Data items »
+---+

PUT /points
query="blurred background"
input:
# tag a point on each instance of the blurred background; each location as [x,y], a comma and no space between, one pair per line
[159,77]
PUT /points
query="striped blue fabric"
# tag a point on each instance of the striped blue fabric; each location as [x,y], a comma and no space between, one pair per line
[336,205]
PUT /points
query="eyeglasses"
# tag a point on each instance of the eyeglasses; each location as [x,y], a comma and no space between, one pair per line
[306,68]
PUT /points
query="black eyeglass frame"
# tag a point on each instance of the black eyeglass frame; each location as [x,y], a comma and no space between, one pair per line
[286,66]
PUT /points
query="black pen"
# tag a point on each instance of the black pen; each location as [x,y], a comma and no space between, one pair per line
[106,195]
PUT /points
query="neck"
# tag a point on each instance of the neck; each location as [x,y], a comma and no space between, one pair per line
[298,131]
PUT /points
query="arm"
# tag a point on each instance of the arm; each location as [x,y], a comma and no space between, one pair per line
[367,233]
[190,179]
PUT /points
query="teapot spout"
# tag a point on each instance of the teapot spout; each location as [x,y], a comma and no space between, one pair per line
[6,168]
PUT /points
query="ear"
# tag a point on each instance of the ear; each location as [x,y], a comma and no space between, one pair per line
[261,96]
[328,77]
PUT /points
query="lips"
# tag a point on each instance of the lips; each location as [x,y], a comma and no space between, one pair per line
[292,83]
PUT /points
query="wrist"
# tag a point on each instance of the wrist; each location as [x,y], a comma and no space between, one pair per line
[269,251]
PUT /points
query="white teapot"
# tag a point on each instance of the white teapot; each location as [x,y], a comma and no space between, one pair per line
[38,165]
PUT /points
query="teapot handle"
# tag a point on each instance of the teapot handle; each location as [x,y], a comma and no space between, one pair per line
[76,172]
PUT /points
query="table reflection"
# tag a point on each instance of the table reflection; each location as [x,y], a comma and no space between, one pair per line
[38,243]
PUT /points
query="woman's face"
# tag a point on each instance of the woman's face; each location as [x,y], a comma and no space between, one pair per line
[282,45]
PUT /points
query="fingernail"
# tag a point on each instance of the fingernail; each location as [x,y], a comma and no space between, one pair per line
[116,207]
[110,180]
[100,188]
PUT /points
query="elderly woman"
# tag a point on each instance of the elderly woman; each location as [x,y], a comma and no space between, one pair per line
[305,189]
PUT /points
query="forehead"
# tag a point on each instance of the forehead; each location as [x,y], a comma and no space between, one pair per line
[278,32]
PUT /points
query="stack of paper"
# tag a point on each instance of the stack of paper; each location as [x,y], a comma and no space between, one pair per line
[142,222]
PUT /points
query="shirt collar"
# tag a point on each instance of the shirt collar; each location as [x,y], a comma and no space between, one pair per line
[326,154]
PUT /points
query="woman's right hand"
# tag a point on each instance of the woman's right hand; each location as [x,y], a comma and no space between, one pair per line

+---+

Within the entries above, report how many lines include "right", and keep the answer to the number.

2